Lines in the records below that contain the word "instance" must each be copied.

*** Opening of AVAILABLE DATA ***

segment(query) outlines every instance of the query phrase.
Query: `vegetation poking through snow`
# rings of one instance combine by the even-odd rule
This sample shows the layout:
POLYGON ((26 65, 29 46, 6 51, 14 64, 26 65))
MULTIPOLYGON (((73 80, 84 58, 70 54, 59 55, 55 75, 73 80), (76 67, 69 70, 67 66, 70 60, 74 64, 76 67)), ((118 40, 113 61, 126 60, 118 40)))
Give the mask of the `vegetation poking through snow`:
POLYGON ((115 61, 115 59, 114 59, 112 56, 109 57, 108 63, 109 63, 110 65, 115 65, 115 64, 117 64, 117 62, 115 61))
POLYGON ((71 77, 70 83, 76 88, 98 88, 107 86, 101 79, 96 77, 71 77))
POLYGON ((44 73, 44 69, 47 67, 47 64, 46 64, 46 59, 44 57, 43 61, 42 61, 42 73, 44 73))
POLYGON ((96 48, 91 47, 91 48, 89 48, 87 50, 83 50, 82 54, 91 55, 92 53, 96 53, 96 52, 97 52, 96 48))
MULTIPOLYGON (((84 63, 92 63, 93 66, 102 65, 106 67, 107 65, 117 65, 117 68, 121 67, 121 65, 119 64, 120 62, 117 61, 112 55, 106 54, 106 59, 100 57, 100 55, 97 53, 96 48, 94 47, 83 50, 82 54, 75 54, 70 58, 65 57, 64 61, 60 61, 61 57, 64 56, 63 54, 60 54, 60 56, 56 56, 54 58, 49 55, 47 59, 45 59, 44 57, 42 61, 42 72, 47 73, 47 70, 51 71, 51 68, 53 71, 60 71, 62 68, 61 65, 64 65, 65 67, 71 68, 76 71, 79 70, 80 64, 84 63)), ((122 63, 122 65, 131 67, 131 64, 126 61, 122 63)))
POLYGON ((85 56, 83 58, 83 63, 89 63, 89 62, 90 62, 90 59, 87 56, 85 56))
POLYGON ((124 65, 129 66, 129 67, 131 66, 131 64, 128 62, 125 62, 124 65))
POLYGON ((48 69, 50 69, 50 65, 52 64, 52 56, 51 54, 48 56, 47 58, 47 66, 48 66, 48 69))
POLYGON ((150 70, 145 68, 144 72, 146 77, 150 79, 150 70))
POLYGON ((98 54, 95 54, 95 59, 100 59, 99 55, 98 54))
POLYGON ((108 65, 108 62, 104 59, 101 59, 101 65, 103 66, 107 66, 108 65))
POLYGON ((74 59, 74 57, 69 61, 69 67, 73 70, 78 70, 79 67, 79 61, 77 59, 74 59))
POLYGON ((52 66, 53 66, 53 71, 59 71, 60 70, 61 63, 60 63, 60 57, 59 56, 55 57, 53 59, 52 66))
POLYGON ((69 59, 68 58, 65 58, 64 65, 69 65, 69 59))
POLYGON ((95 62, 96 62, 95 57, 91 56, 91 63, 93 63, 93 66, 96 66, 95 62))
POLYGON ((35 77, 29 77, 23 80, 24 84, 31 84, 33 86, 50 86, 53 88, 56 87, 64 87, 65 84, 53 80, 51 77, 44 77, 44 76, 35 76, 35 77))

*** Close of AVAILABLE DATA ***

SOLUTION TO THE EXERCISE >>
segment(query) outlines every instance of the query phrase.
# rings of one instance combine by the even-odd rule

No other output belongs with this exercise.